Referring expression pointing data:
=-=-=
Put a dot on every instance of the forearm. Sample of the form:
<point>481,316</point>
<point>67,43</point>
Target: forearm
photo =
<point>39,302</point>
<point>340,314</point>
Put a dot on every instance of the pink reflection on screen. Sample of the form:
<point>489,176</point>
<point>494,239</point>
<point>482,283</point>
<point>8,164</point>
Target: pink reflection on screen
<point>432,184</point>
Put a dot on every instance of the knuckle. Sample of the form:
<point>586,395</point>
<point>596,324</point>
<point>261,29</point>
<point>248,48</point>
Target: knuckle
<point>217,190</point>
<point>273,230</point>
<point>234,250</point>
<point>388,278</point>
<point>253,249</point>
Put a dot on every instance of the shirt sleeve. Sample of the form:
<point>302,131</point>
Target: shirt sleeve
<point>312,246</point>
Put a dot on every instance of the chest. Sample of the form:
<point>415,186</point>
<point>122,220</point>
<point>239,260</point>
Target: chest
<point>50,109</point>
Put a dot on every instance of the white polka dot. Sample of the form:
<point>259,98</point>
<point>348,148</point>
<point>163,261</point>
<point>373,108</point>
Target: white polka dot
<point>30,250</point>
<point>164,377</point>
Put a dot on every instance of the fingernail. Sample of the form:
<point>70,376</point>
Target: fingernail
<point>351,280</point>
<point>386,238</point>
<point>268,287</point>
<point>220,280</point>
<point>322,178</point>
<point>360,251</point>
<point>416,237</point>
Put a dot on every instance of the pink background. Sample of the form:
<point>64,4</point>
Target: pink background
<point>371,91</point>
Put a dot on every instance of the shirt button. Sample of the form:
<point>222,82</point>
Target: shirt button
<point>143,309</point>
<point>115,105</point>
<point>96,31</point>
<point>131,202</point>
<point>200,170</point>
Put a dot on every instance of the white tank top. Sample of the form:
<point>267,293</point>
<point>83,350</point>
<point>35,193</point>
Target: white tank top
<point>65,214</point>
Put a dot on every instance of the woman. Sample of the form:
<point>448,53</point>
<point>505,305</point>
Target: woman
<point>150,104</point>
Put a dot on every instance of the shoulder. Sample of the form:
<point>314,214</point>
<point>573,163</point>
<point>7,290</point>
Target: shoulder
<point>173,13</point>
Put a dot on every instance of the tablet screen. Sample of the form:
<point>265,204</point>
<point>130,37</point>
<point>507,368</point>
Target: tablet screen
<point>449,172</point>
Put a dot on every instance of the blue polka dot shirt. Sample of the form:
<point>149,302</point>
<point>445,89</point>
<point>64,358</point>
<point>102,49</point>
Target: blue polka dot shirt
=-=-=
What you will do. Above are the records; from them, give again exactly the lines from the one containing "Target: white polka dot" to the one containing "<point>102,49</point>", both lines included, and nothing more.

Answer box.
Target: white polka dot
<point>30,250</point>
<point>164,377</point>
Put a dot on every instance of the fingernail. Sample of the form:
<point>70,376</point>
Target: fingernail
<point>351,280</point>
<point>386,238</point>
<point>268,287</point>
<point>220,280</point>
<point>322,178</point>
<point>360,251</point>
<point>416,237</point>
Put a dot on every instance of the pink background. Sample of the form:
<point>64,4</point>
Target: pink background
<point>371,91</point>
Put a dot on every instance of the shirt button. Sample of the form:
<point>222,82</point>
Target: shirt button
<point>143,309</point>
<point>115,105</point>
<point>96,31</point>
<point>131,202</point>
<point>200,170</point>
Put a dot on every instance of the white tank top. Sample of the form:
<point>267,293</point>
<point>83,350</point>
<point>35,193</point>
Target: white tank top
<point>65,214</point>
Put a dot on every instance of the woman. Sample of the form:
<point>448,53</point>
<point>505,305</point>
Target: woman
<point>150,104</point>
Put a dot on every instance of the shoulder. Sample of the form:
<point>314,214</point>
<point>573,163</point>
<point>7,290</point>
Target: shoulder
<point>173,13</point>
Put a dot on every instance of the tablet screen. Sample of the form:
<point>265,204</point>
<point>130,37</point>
<point>507,368</point>
Target: tablet screen
<point>449,172</point>
Put a dot on every instance of the blue polka dot shirt. Sample of the form:
<point>149,302</point>
<point>445,89</point>
<point>64,358</point>
<point>102,49</point>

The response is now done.